Overview
Job Title: Data Pipeline & Cloud Infrastructure Engineer
Location: Bengaluru
Experience: 4 to 6 Years
Education Qualification: Bachelor of Engineering (B.E.)
Mandatory Skills
- Data Pipeline
- AWS SageMaker
- AWS Glue
- AWS (EC2, Lambda, S3, Athena, CloudFormation, CodePipeline, CodeDeploy)
- Python
- PySpark
- DevOps
- Ansible
- Web Application Hosting
- Terraform
- Boto3
Skills to Evaluate
- AWS
- Data Pipelines
- Cloud Infrastructure
- AWS Glue
- Python
- PySpark
- Athena
- ETL
- DevOps
- CodePipeline
Job Description
We are looking for an experienced Data Pipeline & Cloud Infrastructure Engineer to design, build, and maintain scalable data pipelines and cloud infrastructure. The role requires expertise in AWS services, Python-based automation, and DevOps practices to support machine learning deployments and analytics platforms.
Roles & Responsibilities
1. Data Pipeline Development & Maintenance
- Design and maintain robust ETL pipelines for loading and enriching data for machine learning model consumption.
- Use AWS Glue, Athena, and S3, primarily leveraging Python (90%) and PySpark (10%).
- Implement logging, error handling, and notifications.
- Collaborate with Data Scientists to troubleshoot and resolve data pipeline issues.
┄┄┄┄┄┄
> **Exercise aim**
Answer these questions using the job posting:
1. In which city is the role located?
2. How many years of experience does the role require?
3. What percentage of the pipeline work relies on Python?
The records are taken from a separate, unrelated source.
┄┄┄┄┄┄
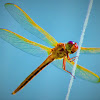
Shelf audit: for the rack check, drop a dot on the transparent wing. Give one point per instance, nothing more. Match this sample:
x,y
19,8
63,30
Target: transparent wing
x,y
81,72
90,50
24,44
22,18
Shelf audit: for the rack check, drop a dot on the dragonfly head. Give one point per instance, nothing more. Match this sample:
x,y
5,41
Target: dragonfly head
x,y
71,47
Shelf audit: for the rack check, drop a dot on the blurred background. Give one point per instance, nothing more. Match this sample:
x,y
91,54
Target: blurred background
x,y
64,20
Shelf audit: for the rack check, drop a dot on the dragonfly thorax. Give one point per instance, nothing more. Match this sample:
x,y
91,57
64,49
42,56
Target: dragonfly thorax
x,y
59,51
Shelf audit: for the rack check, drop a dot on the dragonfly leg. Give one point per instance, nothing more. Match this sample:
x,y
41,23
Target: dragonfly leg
x,y
64,67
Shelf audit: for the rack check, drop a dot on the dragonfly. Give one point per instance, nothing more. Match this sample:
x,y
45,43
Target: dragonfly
x,y
58,54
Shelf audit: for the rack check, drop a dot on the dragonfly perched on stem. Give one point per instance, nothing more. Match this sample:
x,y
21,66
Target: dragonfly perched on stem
x,y
59,54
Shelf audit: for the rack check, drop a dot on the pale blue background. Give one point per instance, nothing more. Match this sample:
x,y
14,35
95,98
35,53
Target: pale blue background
x,y
63,19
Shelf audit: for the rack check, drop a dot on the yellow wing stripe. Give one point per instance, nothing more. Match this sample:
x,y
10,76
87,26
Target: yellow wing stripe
x,y
49,39
28,41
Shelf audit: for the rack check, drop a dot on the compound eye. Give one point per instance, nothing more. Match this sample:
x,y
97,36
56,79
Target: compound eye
x,y
71,42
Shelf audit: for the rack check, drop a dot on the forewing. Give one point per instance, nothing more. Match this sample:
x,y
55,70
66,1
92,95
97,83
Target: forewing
x,y
81,72
23,44
90,50
22,18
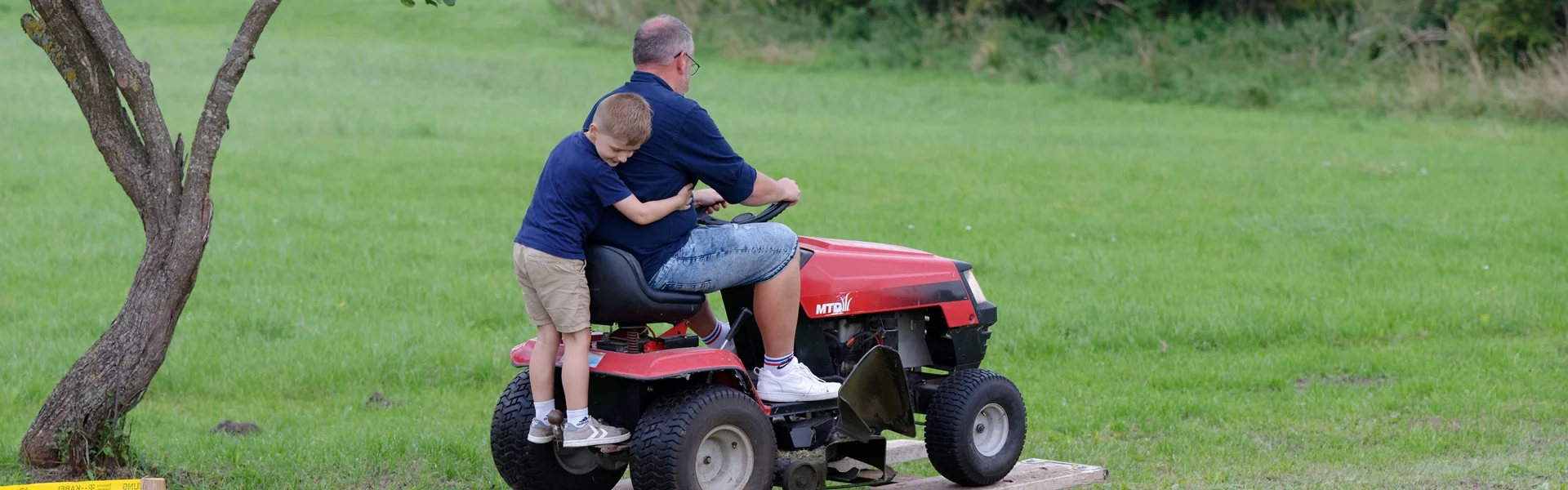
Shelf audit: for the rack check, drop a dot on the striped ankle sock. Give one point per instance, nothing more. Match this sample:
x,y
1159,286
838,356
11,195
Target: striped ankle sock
x,y
778,363
712,336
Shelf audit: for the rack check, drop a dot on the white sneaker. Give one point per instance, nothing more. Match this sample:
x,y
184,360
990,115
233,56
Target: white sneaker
x,y
794,384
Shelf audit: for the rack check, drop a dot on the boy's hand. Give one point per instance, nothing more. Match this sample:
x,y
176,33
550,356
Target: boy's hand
x,y
791,190
686,197
707,200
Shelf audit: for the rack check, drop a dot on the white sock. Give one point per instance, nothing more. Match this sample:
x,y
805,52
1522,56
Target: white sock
x,y
577,418
543,408
780,369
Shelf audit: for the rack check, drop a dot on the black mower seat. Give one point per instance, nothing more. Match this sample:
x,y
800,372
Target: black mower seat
x,y
620,294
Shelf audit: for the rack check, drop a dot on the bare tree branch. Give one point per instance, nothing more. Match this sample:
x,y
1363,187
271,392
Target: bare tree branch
x,y
195,204
69,47
134,79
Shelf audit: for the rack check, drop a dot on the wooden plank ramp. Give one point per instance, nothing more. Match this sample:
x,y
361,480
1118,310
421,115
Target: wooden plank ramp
x,y
1027,474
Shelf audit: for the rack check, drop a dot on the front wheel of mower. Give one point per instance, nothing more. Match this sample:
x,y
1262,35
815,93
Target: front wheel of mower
x,y
526,466
974,428
705,439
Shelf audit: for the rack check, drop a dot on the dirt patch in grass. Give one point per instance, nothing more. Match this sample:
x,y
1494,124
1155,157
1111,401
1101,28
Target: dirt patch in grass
x,y
1339,379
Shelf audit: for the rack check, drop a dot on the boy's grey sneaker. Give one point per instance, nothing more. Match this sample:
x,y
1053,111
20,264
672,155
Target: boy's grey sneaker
x,y
541,432
593,434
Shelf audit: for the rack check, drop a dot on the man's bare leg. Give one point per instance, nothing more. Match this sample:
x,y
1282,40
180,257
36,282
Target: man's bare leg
x,y
778,310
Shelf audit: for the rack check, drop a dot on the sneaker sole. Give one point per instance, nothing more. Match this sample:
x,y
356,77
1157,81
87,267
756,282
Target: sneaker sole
x,y
795,396
598,442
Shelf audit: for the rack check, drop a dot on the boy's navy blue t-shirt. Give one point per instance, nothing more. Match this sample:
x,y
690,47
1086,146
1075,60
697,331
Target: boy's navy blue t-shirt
x,y
684,148
572,195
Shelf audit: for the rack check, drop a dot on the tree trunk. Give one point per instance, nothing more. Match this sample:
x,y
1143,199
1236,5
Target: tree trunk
x,y
80,421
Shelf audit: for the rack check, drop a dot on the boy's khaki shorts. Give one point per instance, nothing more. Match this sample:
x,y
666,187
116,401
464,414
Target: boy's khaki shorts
x,y
554,289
┄┄┄┄┄┄
> **Task result**
1. Bengaluru
2. 4 to 6 years
3. 90%